Activity 1
Copy the stretch of the article on Marilyn Martinez from "She was one" through "to be ambitious." word for word.
Activity 2
Pick up the article on Marilyn Martinez after its last sentence and keep writing it.

START Text provided

Marilyn Martinez said she graduated high school wondering if she was “good enough.”
She was one of a handful of Latino students at a predominantly white campus, where many of her classmates’ parents had careers in law and medicine. No one in Martinez’s family had gone to college. Her teachers steered her away from Advanced Placement courses.
Compared with her classmates, Martinez often felt she was lacking.
“I was doing well,” she recalled. “But I wasn’t thriving.”
After she enrolled at Pasadena City College, however, Martinez bloomed. A counselor called her in to say she had the grades to transfer anywhere.
“Even Harvard?” she joked.
“Yes,” he told her. And he wasn’t kidding. The community college staff encouraged Martinez to be ambitious.
And to pursue her academic goals, she wanted the kind of support she didn’t get in high school.

END Text provided
START Data shown

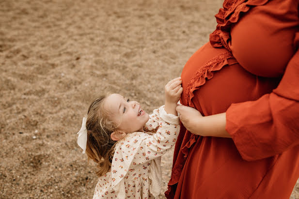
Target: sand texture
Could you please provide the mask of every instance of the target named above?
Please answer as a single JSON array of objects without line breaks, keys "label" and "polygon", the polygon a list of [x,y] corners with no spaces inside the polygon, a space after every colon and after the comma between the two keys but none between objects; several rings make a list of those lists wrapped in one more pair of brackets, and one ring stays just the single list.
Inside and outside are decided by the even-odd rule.
[{"label": "sand texture", "polygon": [[208,41],[221,4],[0,0],[0,198],[91,198],[95,167],[76,133],[92,99],[118,92],[148,112],[163,104],[165,84]]}]

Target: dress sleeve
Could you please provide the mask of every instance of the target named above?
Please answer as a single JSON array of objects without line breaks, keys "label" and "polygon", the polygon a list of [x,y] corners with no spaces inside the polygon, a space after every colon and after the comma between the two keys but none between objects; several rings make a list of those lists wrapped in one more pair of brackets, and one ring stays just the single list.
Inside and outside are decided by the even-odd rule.
[{"label": "dress sleeve", "polygon": [[299,51],[271,93],[231,105],[226,129],[247,161],[280,154],[299,144]]},{"label": "dress sleeve", "polygon": [[159,128],[159,109],[155,109],[153,111],[153,113],[149,115],[148,121],[144,125],[145,130],[148,131],[157,132]]},{"label": "dress sleeve", "polygon": [[180,131],[178,117],[167,114],[164,106],[158,109],[154,110],[154,112],[152,115],[155,116],[156,120],[155,122],[158,122],[157,132],[152,135],[147,134],[141,141],[133,160],[133,165],[144,164],[157,158],[175,144]]}]

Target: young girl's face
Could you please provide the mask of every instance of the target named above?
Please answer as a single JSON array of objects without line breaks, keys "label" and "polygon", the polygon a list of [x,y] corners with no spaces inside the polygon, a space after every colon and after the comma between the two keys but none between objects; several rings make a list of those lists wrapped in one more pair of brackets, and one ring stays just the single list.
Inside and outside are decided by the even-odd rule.
[{"label": "young girl's face", "polygon": [[143,126],[149,119],[138,102],[130,101],[119,94],[108,96],[104,108],[108,112],[109,119],[118,125],[117,130],[126,134],[143,132]]}]

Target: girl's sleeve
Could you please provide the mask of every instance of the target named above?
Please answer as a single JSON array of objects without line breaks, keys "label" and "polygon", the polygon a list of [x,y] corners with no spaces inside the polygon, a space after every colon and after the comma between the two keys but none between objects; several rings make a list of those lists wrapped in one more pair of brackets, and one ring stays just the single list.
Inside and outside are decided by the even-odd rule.
[{"label": "girl's sleeve", "polygon": [[149,115],[148,121],[144,125],[144,129],[148,131],[154,130],[156,132],[159,128],[159,109],[155,109],[153,111],[153,113]]},{"label": "girl's sleeve", "polygon": [[[175,144],[180,131],[178,116],[167,114],[163,106],[154,110],[155,122],[158,122],[156,133],[146,134],[141,141],[140,146],[133,160],[133,165],[145,162],[160,156]],[[158,120],[157,119],[158,118]]]},{"label": "girl's sleeve", "polygon": [[271,93],[231,105],[226,129],[248,161],[280,154],[299,144],[299,51]]}]

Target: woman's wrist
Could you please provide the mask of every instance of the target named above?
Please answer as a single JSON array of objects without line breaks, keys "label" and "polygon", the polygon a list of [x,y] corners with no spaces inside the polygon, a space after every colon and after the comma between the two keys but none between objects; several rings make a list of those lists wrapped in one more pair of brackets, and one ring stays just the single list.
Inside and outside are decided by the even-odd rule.
[{"label": "woman's wrist", "polygon": [[226,125],[226,113],[203,117],[198,123],[198,132],[203,136],[231,138],[225,130]]}]

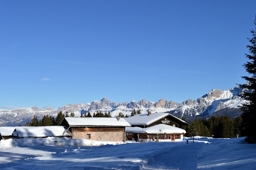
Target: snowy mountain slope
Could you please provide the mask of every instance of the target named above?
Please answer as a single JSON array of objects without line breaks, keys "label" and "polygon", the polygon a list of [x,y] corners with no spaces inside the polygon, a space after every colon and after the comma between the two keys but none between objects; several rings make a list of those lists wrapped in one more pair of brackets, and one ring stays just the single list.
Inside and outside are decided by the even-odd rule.
[{"label": "snowy mountain slope", "polygon": [[239,87],[224,91],[213,89],[196,100],[190,99],[182,103],[173,101],[169,102],[164,99],[161,99],[156,103],[142,99],[138,102],[132,101],[130,103],[118,103],[110,102],[104,97],[100,101],[74,105],[70,104],[56,110],[50,108],[39,109],[36,107],[12,110],[1,109],[0,126],[17,126],[19,124],[24,125],[28,121],[30,121],[34,115],[40,119],[45,115],[56,117],[60,111],[63,113],[68,111],[70,114],[74,112],[76,117],[79,117],[81,113],[84,114],[90,111],[92,115],[97,111],[103,113],[110,111],[113,117],[118,116],[120,112],[130,116],[134,109],[136,111],[140,109],[142,113],[147,113],[150,109],[152,113],[169,112],[174,115],[186,118],[206,115],[225,108],[237,108],[238,105],[245,101],[238,95],[246,90]]}]

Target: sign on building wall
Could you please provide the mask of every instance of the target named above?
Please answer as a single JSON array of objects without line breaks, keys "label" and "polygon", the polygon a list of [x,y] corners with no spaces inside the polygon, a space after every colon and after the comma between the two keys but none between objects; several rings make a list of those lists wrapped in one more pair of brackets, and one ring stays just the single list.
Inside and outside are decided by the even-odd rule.
[{"label": "sign on building wall", "polygon": [[165,118],[164,120],[161,121],[161,123],[163,124],[170,124],[171,123],[170,121]]}]

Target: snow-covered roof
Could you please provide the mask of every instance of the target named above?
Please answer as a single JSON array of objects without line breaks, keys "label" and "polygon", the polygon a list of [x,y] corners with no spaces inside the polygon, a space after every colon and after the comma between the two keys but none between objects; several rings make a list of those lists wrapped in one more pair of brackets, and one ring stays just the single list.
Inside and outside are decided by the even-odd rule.
[{"label": "snow-covered roof", "polygon": [[125,128],[126,132],[138,133],[159,133],[161,129],[161,133],[186,133],[186,130],[182,128],[168,125],[164,124],[158,124],[146,128],[142,128],[139,127],[127,127]]},{"label": "snow-covered roof", "polygon": [[148,125],[169,115],[178,119],[184,123],[188,124],[188,123],[181,119],[168,113],[152,113],[150,115],[148,115],[147,113],[145,114],[139,114],[125,119],[131,125]]},{"label": "snow-covered roof", "polygon": [[72,136],[67,133],[65,128],[60,126],[21,127],[15,128],[13,135],[20,137]]},{"label": "snow-covered roof", "polygon": [[123,118],[120,120],[112,117],[65,117],[60,125],[65,119],[70,126],[115,126],[130,127],[131,125]]},{"label": "snow-covered roof", "polygon": [[12,136],[12,132],[15,128],[18,128],[20,127],[0,127],[0,136]]}]

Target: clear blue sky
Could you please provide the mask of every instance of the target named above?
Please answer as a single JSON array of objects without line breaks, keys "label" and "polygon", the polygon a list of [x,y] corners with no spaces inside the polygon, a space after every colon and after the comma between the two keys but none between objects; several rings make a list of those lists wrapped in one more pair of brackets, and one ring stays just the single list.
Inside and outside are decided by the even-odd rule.
[{"label": "clear blue sky", "polygon": [[0,108],[160,99],[244,83],[256,1],[0,2]]}]

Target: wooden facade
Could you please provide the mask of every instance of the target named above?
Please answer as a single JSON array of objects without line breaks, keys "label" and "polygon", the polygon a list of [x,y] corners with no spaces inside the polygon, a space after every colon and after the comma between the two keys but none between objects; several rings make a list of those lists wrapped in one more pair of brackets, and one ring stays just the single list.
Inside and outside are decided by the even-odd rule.
[{"label": "wooden facade", "polygon": [[72,138],[96,140],[126,141],[125,127],[71,127]]},{"label": "wooden facade", "polygon": [[[88,120],[86,119],[88,118],[65,118],[60,123],[60,125],[68,128],[68,130],[73,135],[72,138],[125,142],[126,125],[122,123],[124,125],[117,125],[120,122],[124,122],[125,124],[126,123],[127,125],[130,127],[130,125],[124,120],[119,121],[120,121],[114,118],[100,118],[101,119],[97,119],[99,118],[88,118],[92,120],[92,122],[85,123],[84,121],[82,121],[80,122],[82,123],[82,125],[74,123],[74,122],[76,120],[75,119],[76,118],[80,121],[83,120],[87,121]],[[99,120],[101,121],[100,123],[97,122]],[[68,121],[70,121],[70,124]],[[114,121],[117,121],[117,123],[114,123]],[[114,125],[112,125],[111,123],[108,124],[108,122],[109,121],[114,121]],[[88,125],[89,123],[90,124]],[[94,124],[95,125],[92,125]]]},{"label": "wooden facade", "polygon": [[169,126],[172,126],[175,127],[177,127],[179,128],[181,128],[181,126],[183,125],[186,125],[186,124],[183,122],[179,121],[178,119],[175,119],[173,117],[169,115],[166,117],[163,117],[160,119],[159,119],[154,122],[151,123],[150,125],[132,125],[132,127],[140,127],[142,128],[147,128],[153,126],[154,126],[156,125],[158,125],[160,124],[162,124],[164,125],[167,125]]}]

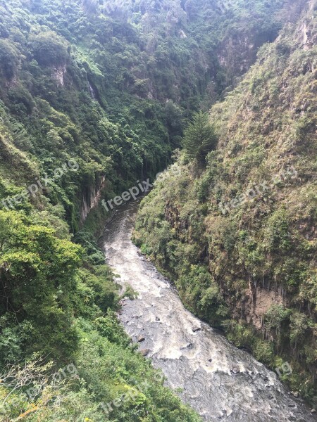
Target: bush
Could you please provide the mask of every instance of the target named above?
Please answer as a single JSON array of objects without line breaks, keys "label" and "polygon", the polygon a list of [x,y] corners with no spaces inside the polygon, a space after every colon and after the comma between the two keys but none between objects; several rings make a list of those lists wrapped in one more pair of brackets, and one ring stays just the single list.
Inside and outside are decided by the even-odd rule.
[{"label": "bush", "polygon": [[31,48],[35,60],[43,66],[63,65],[68,58],[65,41],[53,31],[35,35]]}]

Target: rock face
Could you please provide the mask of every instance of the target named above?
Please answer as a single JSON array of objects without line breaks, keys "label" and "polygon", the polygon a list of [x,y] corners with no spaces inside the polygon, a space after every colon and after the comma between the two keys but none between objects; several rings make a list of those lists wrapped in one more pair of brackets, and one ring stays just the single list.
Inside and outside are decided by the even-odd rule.
[{"label": "rock face", "polygon": [[106,177],[102,177],[97,186],[92,186],[82,196],[82,201],[80,207],[80,223],[82,224],[90,211],[96,207],[101,198],[102,189],[105,186]]},{"label": "rock face", "polygon": [[66,66],[58,66],[54,68],[52,73],[52,77],[56,81],[61,87],[64,86],[64,78],[66,74]]},{"label": "rock face", "polygon": [[[212,107],[216,150],[204,165],[178,160],[141,205],[135,236],[192,312],[266,364],[282,356],[301,374],[296,389],[306,378],[316,392],[316,1],[300,3],[296,23]],[[220,60],[249,48],[230,42]],[[223,307],[230,321],[217,319]]]}]

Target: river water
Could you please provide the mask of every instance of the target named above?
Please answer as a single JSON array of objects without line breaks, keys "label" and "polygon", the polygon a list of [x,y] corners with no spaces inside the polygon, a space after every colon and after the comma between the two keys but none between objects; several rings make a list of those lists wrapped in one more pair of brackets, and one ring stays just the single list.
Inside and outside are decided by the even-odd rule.
[{"label": "river water", "polygon": [[139,293],[123,301],[120,319],[162,369],[166,385],[181,388],[178,394],[204,421],[316,421],[275,373],[185,309],[168,280],[131,241],[137,207],[134,202],[116,211],[106,227],[104,249],[118,282]]}]

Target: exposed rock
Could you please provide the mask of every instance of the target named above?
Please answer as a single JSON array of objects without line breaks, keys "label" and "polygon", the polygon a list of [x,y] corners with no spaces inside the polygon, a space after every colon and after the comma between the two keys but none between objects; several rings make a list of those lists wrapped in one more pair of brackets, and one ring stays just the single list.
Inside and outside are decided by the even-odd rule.
[{"label": "exposed rock", "polygon": [[200,331],[201,328],[200,327],[194,327],[192,329],[193,333],[197,333],[197,331]]},{"label": "exposed rock", "polygon": [[149,349],[141,349],[139,351],[142,356],[147,356],[150,352],[151,350]]}]

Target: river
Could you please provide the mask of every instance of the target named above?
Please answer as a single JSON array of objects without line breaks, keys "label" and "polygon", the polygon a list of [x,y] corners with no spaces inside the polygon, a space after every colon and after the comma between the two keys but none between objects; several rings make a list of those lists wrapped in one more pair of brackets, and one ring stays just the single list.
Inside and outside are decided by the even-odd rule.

END Data shown

Expected output 1
She was one of a handful of Latino students at a predominantly white campus, where many of her classmates’ parents had careers in law and medicine. No one in Martinez’s family had gone to college. Her teachers steered her away from Advanced Placement courses.
Compared with her classmates, Martinez often felt she was lacking.
“I was doing well,” she recalled. “But I wasn’t thriving.”
After she enrolled at Pasadena City College, however, Martinez bloomed. A counselor called her in to say she had the grades to transfer anywhere.
“Even Harvard?” she joked.
“Yes,” he told her. And he wasn’t kidding. The community college staff encouraged Martinez to be ambitious.

Expected output 2
Research shows most community college students aspire to earn a bachelor’s degree, but only about a third transfer to a university. The numbers are even more dismal for students who’ve been historically underrepresented. What kind of guidance these students receive can often be critical to whether or not they transfer and graduate.
When Martinez thought about next steps, she knew she wanted to stay close to home. On a campus bulletin, she saw a flyer for a program at UCLA, geared at helping prospective students transfer. She applied on a whim, in part because it promised a chance to live in the dorms. That program proved to be transformative.
Martinez went on to earn a bachelor’s degree at UCLA. Today, she works for that program, helping others do the same.